_Collected data_
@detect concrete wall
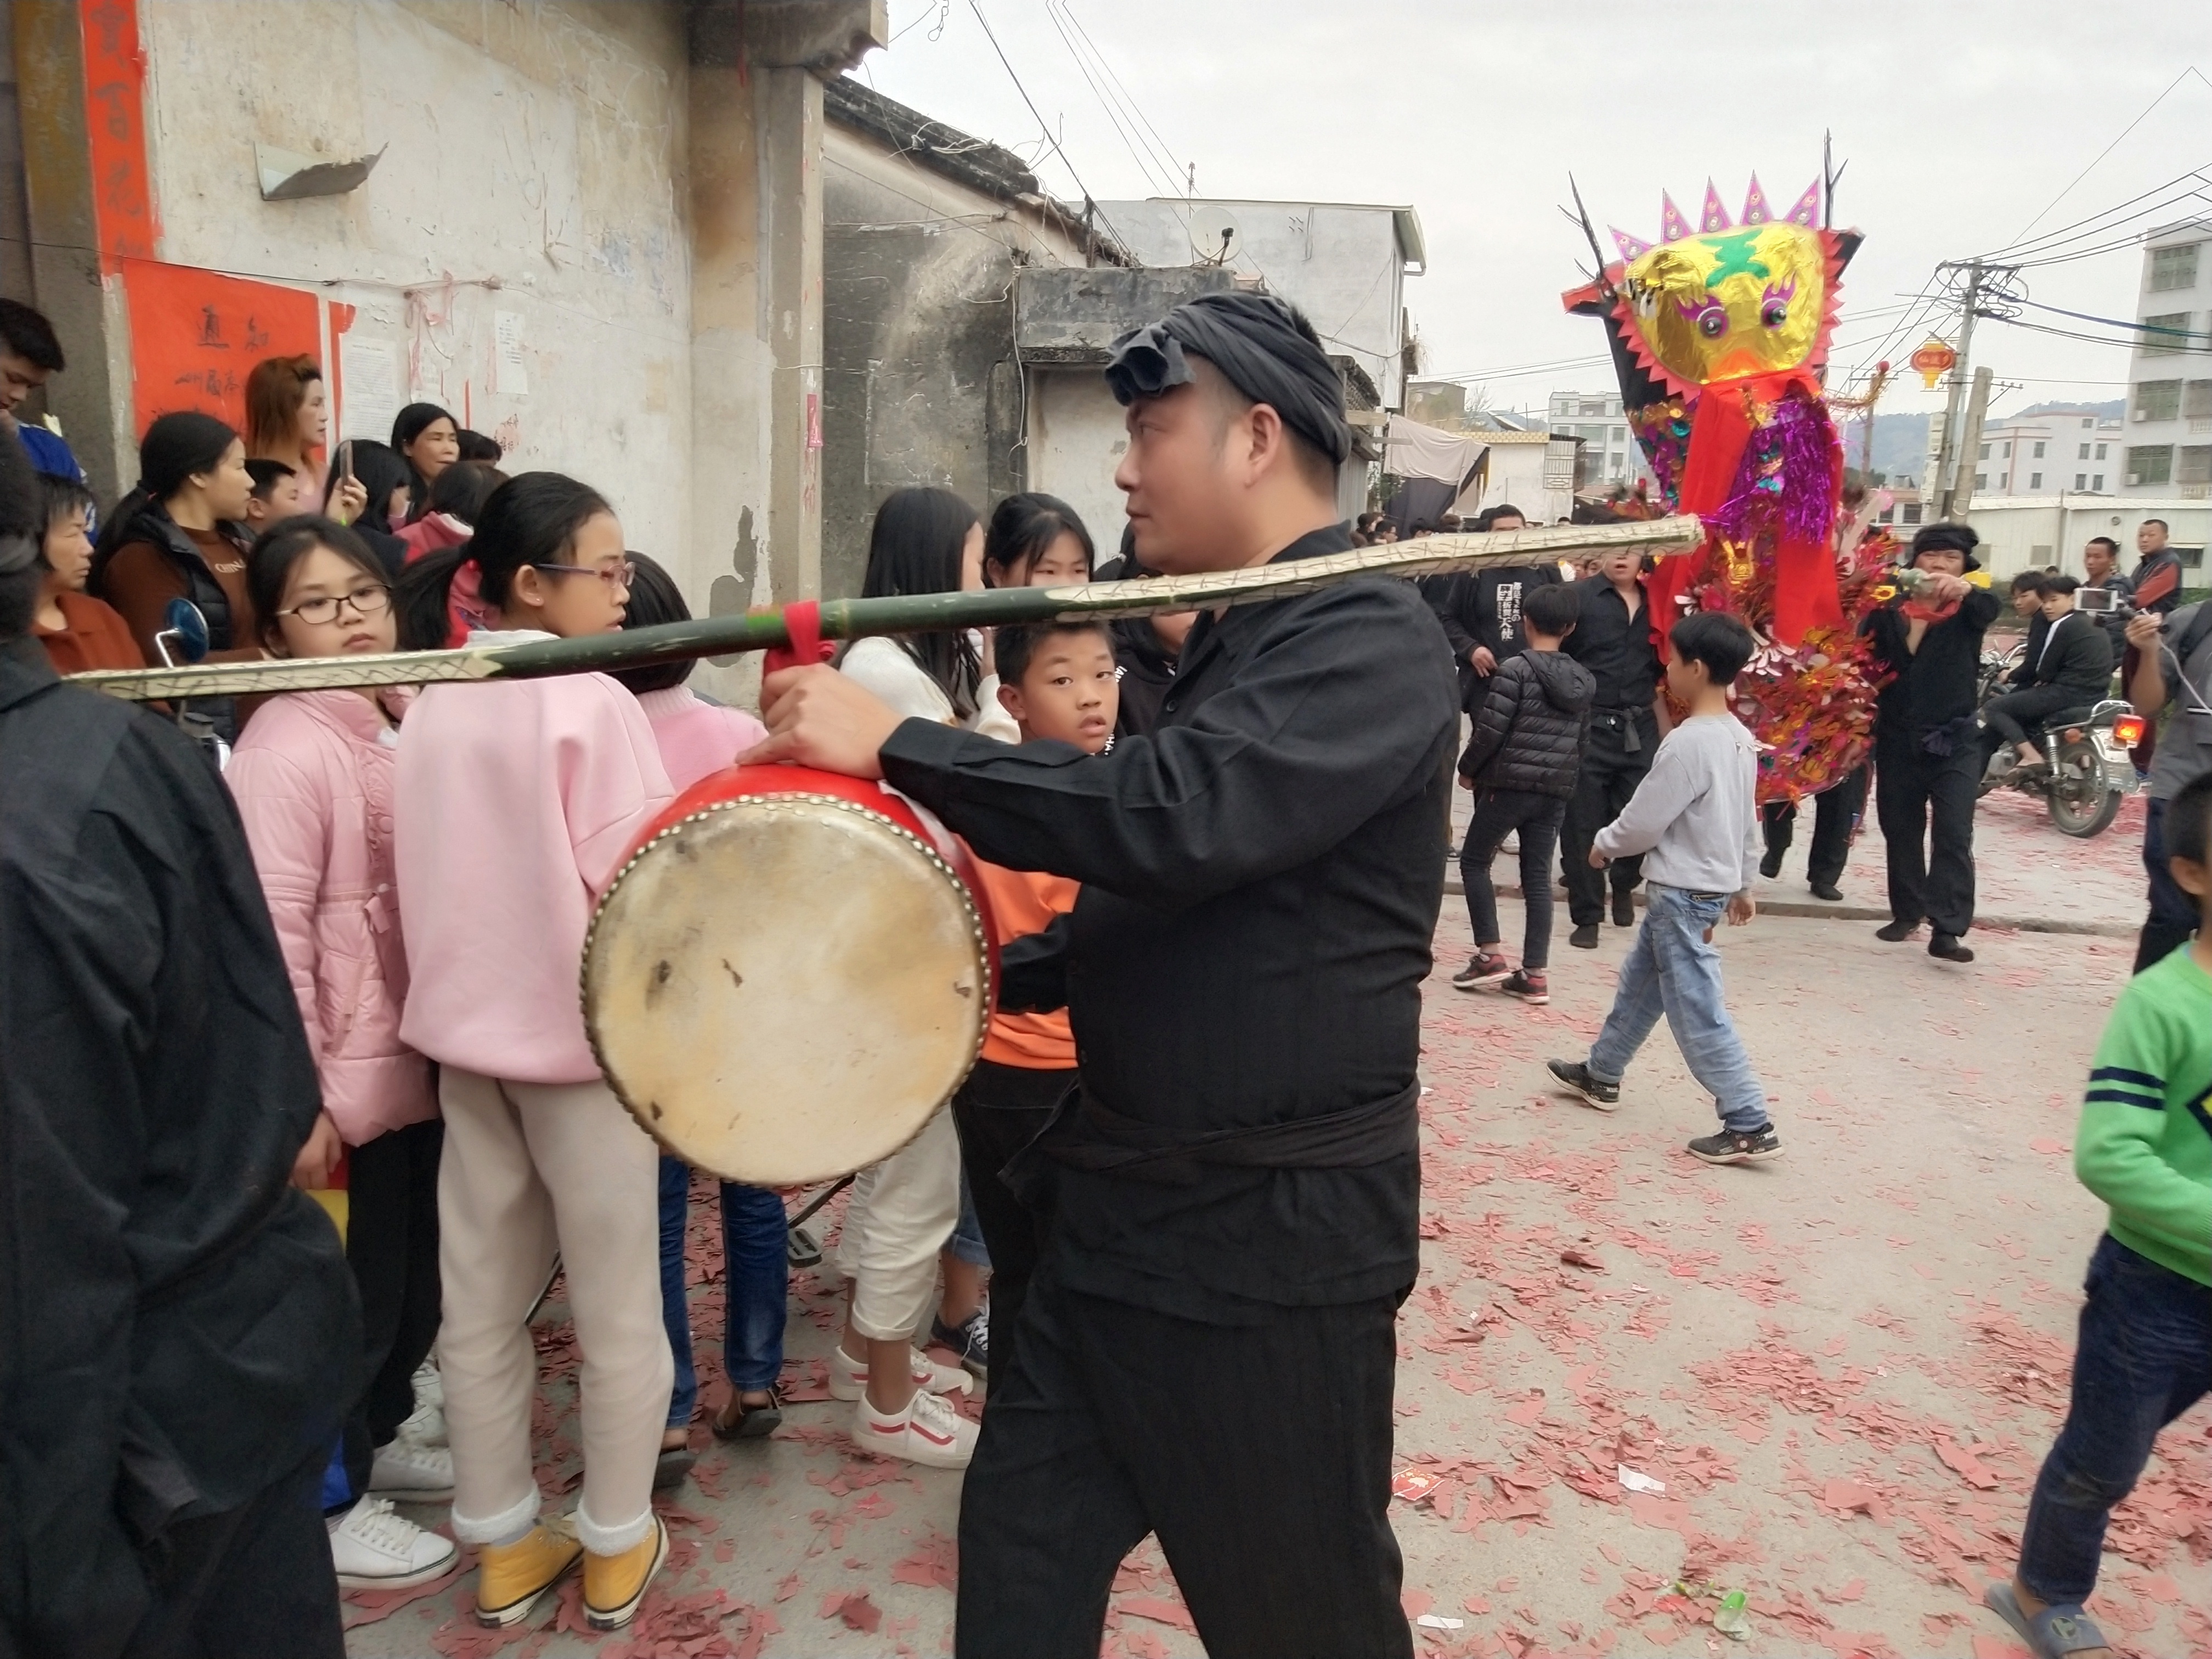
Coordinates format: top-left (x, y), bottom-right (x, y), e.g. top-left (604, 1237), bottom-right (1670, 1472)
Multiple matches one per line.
top-left (138, 0), bottom-right (706, 577)
top-left (1965, 498), bottom-right (2208, 584)
top-left (1025, 368), bottom-right (1128, 558)
top-left (820, 121), bottom-right (1076, 596)
top-left (1095, 198), bottom-right (1413, 407)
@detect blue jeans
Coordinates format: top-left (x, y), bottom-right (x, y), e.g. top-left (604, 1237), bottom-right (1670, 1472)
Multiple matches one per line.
top-left (2017, 1234), bottom-right (2211, 1605)
top-left (1588, 883), bottom-right (1770, 1133)
top-left (949, 1173), bottom-right (991, 1269)
top-left (658, 1154), bottom-right (791, 1425)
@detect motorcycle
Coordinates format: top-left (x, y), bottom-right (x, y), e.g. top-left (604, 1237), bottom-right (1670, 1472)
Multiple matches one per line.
top-left (1974, 641), bottom-right (2142, 838)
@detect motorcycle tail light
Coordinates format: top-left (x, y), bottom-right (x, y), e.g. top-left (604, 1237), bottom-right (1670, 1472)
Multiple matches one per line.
top-left (2113, 714), bottom-right (2146, 747)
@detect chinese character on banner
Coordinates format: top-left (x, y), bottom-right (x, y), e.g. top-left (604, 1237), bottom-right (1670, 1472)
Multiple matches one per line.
top-left (122, 259), bottom-right (320, 435)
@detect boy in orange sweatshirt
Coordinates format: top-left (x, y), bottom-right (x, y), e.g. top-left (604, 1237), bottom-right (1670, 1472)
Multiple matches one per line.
top-left (949, 620), bottom-right (1119, 1391)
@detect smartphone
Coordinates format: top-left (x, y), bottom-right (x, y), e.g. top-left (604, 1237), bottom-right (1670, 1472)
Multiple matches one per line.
top-left (336, 438), bottom-right (354, 482)
top-left (2075, 586), bottom-right (2126, 615)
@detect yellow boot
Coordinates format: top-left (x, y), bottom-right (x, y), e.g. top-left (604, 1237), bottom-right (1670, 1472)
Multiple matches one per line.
top-left (584, 1514), bottom-right (668, 1631)
top-left (472, 1517), bottom-right (581, 1628)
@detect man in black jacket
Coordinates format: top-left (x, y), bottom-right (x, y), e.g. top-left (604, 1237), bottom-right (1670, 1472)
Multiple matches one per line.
top-left (1863, 522), bottom-right (2005, 963)
top-left (1421, 504), bottom-right (1562, 710)
top-left (0, 433), bottom-right (359, 1658)
top-left (746, 291), bottom-right (1453, 1659)
top-left (1559, 548), bottom-right (1666, 945)
top-left (1982, 573), bottom-right (2115, 774)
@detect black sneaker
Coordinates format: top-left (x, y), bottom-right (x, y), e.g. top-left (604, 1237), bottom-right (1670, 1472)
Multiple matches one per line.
top-left (1874, 919), bottom-right (1918, 943)
top-left (1611, 889), bottom-right (1637, 927)
top-left (1759, 848), bottom-right (1783, 880)
top-left (1452, 951), bottom-right (1513, 990)
top-left (1568, 923), bottom-right (1601, 950)
top-left (1687, 1125), bottom-right (1782, 1165)
top-left (1929, 933), bottom-right (1976, 963)
top-left (932, 1308), bottom-right (990, 1379)
top-left (1547, 1059), bottom-right (1620, 1111)
top-left (1809, 881), bottom-right (1843, 901)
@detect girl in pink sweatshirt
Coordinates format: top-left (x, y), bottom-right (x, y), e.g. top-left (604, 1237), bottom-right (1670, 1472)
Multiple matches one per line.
top-left (393, 473), bottom-right (675, 1634)
top-left (228, 517), bottom-right (457, 1593)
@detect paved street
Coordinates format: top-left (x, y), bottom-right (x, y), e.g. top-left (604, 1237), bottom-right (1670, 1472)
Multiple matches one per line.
top-left (344, 808), bottom-right (2209, 1657)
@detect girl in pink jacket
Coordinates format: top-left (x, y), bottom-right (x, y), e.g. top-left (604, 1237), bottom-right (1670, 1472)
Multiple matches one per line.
top-left (393, 473), bottom-right (674, 1634)
top-left (228, 517), bottom-right (456, 1593)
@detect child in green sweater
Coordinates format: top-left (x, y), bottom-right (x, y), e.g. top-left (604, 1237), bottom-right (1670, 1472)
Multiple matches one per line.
top-left (1985, 769), bottom-right (2212, 1659)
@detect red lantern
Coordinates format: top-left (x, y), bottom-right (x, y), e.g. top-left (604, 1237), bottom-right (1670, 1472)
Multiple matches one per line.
top-left (1909, 338), bottom-right (1959, 390)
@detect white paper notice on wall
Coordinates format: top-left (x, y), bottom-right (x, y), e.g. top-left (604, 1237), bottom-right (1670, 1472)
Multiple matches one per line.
top-left (338, 336), bottom-right (401, 442)
top-left (495, 311), bottom-right (529, 397)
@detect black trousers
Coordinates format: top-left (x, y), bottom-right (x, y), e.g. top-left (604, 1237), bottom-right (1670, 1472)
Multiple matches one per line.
top-left (1762, 765), bottom-right (1867, 888)
top-left (1560, 714), bottom-right (1655, 926)
top-left (121, 1447), bottom-right (345, 1659)
top-left (948, 1060), bottom-right (1069, 1394)
top-left (1460, 787), bottom-right (1566, 968)
top-left (1982, 683), bottom-right (2085, 754)
top-left (956, 1262), bottom-right (1412, 1659)
top-left (1874, 735), bottom-right (1980, 935)
top-left (339, 1118), bottom-right (443, 1500)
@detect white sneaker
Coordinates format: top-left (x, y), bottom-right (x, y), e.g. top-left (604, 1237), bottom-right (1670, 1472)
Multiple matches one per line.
top-left (411, 1357), bottom-right (444, 1413)
top-left (370, 1436), bottom-right (455, 1501)
top-left (826, 1343), bottom-right (973, 1403)
top-left (329, 1496), bottom-right (459, 1589)
top-left (855, 1388), bottom-right (978, 1469)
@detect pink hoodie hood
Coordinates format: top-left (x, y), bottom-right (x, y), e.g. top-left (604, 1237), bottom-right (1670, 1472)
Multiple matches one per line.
top-left (395, 632), bottom-right (674, 1084)
top-left (634, 684), bottom-right (769, 792)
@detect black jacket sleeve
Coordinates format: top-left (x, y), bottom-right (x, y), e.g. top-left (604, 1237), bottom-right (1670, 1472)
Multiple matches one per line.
top-left (881, 581), bottom-right (1457, 912)
top-left (1456, 658), bottom-right (1523, 780)
top-left (1420, 574), bottom-right (1476, 660)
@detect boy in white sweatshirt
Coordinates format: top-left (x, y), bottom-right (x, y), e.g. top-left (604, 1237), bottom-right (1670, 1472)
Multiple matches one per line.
top-left (1547, 611), bottom-right (1782, 1166)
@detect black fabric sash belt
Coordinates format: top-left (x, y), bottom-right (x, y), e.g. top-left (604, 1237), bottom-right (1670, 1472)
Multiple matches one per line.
top-left (1031, 1082), bottom-right (1421, 1188)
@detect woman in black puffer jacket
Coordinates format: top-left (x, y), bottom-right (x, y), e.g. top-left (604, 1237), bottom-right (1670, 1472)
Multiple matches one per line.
top-left (1451, 582), bottom-right (1595, 1002)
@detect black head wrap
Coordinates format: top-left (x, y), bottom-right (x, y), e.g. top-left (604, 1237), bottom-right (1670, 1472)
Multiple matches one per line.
top-left (1105, 291), bottom-right (1353, 467)
top-left (1911, 521), bottom-right (1982, 569)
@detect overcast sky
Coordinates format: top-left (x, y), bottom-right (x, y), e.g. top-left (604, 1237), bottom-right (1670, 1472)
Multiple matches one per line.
top-left (859, 3), bottom-right (2212, 424)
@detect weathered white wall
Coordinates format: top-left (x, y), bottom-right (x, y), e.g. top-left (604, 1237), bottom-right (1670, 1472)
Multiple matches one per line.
top-left (1025, 368), bottom-right (1129, 560)
top-left (1096, 198), bottom-right (1413, 407)
top-left (137, 0), bottom-right (736, 602)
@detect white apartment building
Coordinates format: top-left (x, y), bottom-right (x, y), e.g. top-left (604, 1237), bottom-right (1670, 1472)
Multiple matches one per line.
top-left (1545, 391), bottom-right (1641, 489)
top-left (1973, 409), bottom-right (2123, 498)
top-left (2123, 219), bottom-right (2212, 501)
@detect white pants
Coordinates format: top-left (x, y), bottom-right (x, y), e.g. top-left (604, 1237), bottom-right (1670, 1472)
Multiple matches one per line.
top-left (437, 1068), bottom-right (671, 1555)
top-left (834, 1105), bottom-right (962, 1342)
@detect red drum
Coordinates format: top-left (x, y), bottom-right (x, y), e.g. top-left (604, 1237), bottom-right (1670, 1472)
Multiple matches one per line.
top-left (582, 765), bottom-right (991, 1186)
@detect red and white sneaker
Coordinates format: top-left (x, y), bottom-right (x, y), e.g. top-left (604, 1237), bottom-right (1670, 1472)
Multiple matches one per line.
top-left (827, 1343), bottom-right (973, 1403)
top-left (855, 1387), bottom-right (978, 1469)
top-left (1501, 968), bottom-right (1550, 1006)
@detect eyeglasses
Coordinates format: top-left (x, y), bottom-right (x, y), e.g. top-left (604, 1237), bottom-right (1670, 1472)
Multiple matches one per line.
top-left (278, 582), bottom-right (392, 625)
top-left (531, 558), bottom-right (635, 594)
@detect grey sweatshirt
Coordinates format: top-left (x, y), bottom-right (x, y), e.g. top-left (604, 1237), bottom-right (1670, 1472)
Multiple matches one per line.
top-left (1594, 713), bottom-right (1762, 894)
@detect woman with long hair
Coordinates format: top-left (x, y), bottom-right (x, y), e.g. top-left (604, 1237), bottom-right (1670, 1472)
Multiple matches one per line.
top-left (245, 353), bottom-right (366, 523)
top-left (391, 403), bottom-right (460, 518)
top-left (394, 473), bottom-right (675, 1632)
top-left (89, 412), bottom-right (261, 738)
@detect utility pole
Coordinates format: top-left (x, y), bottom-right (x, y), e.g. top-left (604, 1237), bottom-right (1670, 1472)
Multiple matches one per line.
top-left (1933, 260), bottom-right (1982, 522)
top-left (1951, 367), bottom-right (1995, 517)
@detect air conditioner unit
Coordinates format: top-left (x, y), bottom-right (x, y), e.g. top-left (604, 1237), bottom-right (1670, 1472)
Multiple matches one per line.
top-left (2132, 409), bottom-right (2147, 421)
top-left (2126, 473), bottom-right (2142, 486)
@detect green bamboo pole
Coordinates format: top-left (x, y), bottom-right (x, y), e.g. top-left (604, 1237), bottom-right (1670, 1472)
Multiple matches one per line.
top-left (69, 515), bottom-right (1701, 702)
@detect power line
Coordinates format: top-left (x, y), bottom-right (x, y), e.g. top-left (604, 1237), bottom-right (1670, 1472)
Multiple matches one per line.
top-left (1049, 1), bottom-right (1188, 199)
top-left (1042, 3), bottom-right (1178, 198)
top-left (1984, 163), bottom-right (2212, 264)
top-left (967, 2), bottom-right (1127, 249)
top-left (1995, 66), bottom-right (2212, 249)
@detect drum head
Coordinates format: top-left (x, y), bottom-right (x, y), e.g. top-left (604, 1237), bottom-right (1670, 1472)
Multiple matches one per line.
top-left (583, 792), bottom-right (989, 1186)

_Work item_
Report each line of the data in which "white" occurs.

_Solved problem_
@detect white paper notice on wall
@detect white sneaker
@detect boy in white sweatshirt
@detect weathered white wall
@detect white apartment building
@detect white pants
@detect red and white sneaker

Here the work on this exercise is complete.